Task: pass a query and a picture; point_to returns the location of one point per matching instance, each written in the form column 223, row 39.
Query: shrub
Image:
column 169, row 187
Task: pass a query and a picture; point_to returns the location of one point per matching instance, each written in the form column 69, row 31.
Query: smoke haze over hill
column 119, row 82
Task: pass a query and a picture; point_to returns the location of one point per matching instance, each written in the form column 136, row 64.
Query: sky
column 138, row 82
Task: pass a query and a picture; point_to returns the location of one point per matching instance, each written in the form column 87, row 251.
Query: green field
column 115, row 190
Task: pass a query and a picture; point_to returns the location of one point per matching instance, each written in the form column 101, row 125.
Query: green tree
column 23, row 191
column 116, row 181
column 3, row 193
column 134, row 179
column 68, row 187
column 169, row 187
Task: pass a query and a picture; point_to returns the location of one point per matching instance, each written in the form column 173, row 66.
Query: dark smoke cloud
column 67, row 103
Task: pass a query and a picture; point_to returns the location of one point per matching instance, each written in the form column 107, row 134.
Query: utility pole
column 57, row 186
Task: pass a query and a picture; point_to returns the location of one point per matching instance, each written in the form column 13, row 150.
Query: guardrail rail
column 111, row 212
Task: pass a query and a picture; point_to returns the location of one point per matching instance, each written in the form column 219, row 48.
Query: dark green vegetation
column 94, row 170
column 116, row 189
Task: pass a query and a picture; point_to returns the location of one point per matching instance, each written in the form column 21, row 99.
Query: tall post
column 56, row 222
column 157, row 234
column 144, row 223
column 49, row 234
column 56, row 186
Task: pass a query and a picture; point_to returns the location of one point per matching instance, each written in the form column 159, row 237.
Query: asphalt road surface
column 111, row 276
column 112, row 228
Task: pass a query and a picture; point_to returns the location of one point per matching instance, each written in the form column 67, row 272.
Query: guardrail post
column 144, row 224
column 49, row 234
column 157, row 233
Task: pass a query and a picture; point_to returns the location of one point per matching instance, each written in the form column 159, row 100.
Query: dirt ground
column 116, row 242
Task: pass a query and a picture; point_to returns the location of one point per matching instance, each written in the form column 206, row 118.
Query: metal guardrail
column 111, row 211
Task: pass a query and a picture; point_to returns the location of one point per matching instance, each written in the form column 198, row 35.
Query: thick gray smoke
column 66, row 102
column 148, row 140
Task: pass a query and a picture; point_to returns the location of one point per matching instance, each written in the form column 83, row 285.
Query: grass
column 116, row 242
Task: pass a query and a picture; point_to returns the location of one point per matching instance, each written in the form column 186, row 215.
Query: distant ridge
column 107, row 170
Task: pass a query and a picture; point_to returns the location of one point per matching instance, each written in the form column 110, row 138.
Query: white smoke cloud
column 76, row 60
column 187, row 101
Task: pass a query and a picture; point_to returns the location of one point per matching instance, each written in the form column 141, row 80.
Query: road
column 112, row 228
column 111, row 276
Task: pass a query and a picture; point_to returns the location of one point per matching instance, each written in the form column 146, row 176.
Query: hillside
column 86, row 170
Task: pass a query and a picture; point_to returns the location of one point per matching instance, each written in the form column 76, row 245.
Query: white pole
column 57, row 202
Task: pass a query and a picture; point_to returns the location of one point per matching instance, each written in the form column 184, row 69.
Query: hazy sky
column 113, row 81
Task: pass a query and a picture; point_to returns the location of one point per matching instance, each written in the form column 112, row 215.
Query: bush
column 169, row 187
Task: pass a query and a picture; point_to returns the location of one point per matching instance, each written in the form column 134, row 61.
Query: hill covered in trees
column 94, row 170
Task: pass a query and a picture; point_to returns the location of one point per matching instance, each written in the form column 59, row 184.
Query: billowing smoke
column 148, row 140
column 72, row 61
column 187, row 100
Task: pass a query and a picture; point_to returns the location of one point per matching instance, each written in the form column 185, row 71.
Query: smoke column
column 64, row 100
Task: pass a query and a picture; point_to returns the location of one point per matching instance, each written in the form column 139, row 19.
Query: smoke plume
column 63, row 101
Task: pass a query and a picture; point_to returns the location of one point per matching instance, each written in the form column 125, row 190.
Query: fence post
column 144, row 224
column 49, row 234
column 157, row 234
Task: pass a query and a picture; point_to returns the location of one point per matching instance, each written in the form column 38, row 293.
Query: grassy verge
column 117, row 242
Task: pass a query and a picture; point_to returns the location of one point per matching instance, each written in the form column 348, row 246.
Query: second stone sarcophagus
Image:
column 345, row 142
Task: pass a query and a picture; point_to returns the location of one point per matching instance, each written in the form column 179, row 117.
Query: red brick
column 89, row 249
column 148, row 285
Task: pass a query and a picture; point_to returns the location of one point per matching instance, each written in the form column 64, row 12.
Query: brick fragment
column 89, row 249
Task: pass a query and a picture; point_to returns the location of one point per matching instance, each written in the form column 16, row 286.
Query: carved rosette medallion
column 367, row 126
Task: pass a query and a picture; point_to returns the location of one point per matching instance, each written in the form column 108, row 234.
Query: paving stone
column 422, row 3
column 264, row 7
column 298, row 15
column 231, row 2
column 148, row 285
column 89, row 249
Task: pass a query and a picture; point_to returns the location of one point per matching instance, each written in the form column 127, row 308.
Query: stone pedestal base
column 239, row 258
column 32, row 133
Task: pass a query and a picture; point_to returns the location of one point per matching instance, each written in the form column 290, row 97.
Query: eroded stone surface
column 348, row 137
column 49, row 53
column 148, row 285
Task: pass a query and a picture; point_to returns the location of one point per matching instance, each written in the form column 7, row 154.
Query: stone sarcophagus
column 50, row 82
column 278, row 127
□ □ □ □ □ □ □
The problem: Set the listing down again in full, exactly as it was given.

Written reply:
Task: pass a query and a picture; point_to returns the location of one point per matching instance, each written in the form column 223, row 39.
Query: shrub
Image:
column 169, row 187
Task: pass a query and a picture; point_to returns the location of one point per matching instance, each written in the form column 69, row 31.
Query: smoke haze over hill
column 119, row 82
Task: pass a query and a picture; point_to returns the location of one point per matching instance, each written in the form column 136, row 64.
Query: sky
column 138, row 82
Task: pass a query and a picture; point_to returns the location of one point per matching instance, each written in the form column 87, row 251.
Query: green field
column 115, row 190
Task: pass a query and a picture; point_to returns the location of one point per matching instance, each written in the form column 101, row 125.
Query: green tree
column 23, row 191
column 116, row 181
column 3, row 193
column 134, row 179
column 68, row 187
column 169, row 187
Task: pass a query and a picture; point_to returns the location of one point per matching instance, each written in the form column 173, row 66.
Query: dark smoke cloud
column 67, row 103
Task: pass a query and a picture; point_to returns the location of one point per matching instance, each written in the form column 107, row 134.
Query: utility pole
column 57, row 186
Task: pass a query and a picture; point_to returns the location of one point per matching instance, each written in the form column 13, row 150.
Query: guardrail rail
column 111, row 212
Task: pass a query and a picture; point_to returns the location of one point per matching instance, each written in the form column 219, row 48.
Query: dark green vegetation
column 94, row 170
column 116, row 189
Task: pass a query and a picture; point_to returns the location of one point per matching instance, each written in the form column 21, row 99.
Query: tall post
column 56, row 222
column 157, row 234
column 144, row 223
column 49, row 234
column 56, row 186
Task: pass a query and a picture; point_to returns the location of one point per matching instance, each written in the form column 159, row 237.
Query: asphalt road surface
column 111, row 276
column 112, row 228
Task: pass a query and a picture; point_to returns the location of one point per matching instance, each written in the form column 67, row 272.
Query: guardrail post
column 144, row 224
column 49, row 234
column 157, row 233
Task: pass a query and a picture; point_to returns the location of one point per matching instance, each written in the form column 159, row 100.
Query: dirt ground
column 116, row 242
Task: pass a query and a picture; point_to returns the location of one point per matching instance, each written in the form column 206, row 118.
Query: metal guardrail
column 111, row 211
Task: pass a query and a picture; point_to returns the location of one point per matching instance, each written in the form column 198, row 35.
Query: thick gray smoke
column 66, row 102
column 148, row 140
Task: pass a query and a picture; point_to returns the location of one point per matching instance, each written in the form column 83, row 285.
Query: grass
column 116, row 242
Task: pass a query and a picture; point_to returns the location of one point per matching instance, each written in the form column 186, row 215.
Query: distant ridge
column 107, row 170
Task: pass a query and a picture; point_to returns the location of one point per matching instance, each written in the form column 110, row 138.
Query: white smoke cloud
column 76, row 60
column 187, row 101
Task: pass a query and a picture; point_to returns the location of one point per matching instance, each written in the form column 141, row 80.
Query: road
column 112, row 228
column 111, row 276
Task: pass a query and a picture; point_to returns the location of one point per matching instance, each written in the form column 146, row 176.
Query: hillside
column 86, row 170
Task: pass a query and a picture; point_to returns the location of one point per matching instance, each written in the form column 76, row 245.
Query: white pole
column 57, row 202
Task: pass a query and a picture; point_to returns the location of one point per matching instance, each written in the form column 184, row 69.
Query: hazy sky
column 113, row 81
Task: pass a query and a picture; point_to returns the location of one point per matching instance, each written in the form column 112, row 215.
Query: bush
column 169, row 187
Task: pass a query and a picture; point_to returns the location of one point per matching instance, each written in the form column 134, row 61.
Query: hill covered in trees
column 94, row 170
Task: pass a query and a picture; point_to returns the location of one point per matching instance, each written in the form column 59, row 184.
Query: billowing smoke
column 148, row 140
column 72, row 61
column 187, row 100
Task: pass a query and a picture; point_to returns the location of one point per matching instance, each written in the form column 185, row 71.
Query: smoke column
column 64, row 100
Task: pass a query and a picture; point_to returns the location of one point per matching instance, each written in the form column 139, row 19.
Query: smoke plume
column 63, row 101
Task: pass a query and a picture; point_to returns the location of one point per matching instance, each written in the form column 125, row 190.
Query: fence post
column 144, row 224
column 49, row 234
column 157, row 234
Task: pass a query and a picture; point_to returns the location of one point per matching instance, each written in the form column 38, row 293.
Query: grassy verge
column 117, row 242
Task: pass a query and a picture; point_to returns the location of one point per matching instance, each written in the form column 348, row 246.
Query: second stone sarcophagus
Image:
column 345, row 142
Task: pass a query and a picture; point_to returns the location of one point per matching instance, each written in the form column 179, row 117.
Query: red brick
column 89, row 249
column 148, row 285
Task: pass a query and a picture; point_to returns the location of one point per matching instance, each written in the form column 64, row 12.
Query: brick fragment
column 89, row 249
Task: pass a query and a picture; point_to returns the location of one point per matching instance, each written in the form column 16, row 286.
Query: carved rosette medallion
column 367, row 126
Task: pass a query and a picture; point_to returns the location of one point per matching instance, each written in the form column 108, row 234.
Query: paving stone
column 422, row 3
column 264, row 7
column 298, row 15
column 231, row 2
column 148, row 285
column 89, row 249
Task: pass a query and a picture; point_to returns the location of one point per matching instance, each written in the form column 127, row 308.
Query: stone pedestal base
column 239, row 258
column 32, row 133
Task: pass a query and a picture; point_to returns the location of one point per matching instance, each written in the form column 290, row 97.
Query: eroded stone surface
column 348, row 137
column 49, row 53
column 148, row 285
Task: pass a query and a picture; point_to returns the location of one point per matching instance, each written in the form column 7, row 154.
Query: stone sarcophagus
column 50, row 82
column 278, row 127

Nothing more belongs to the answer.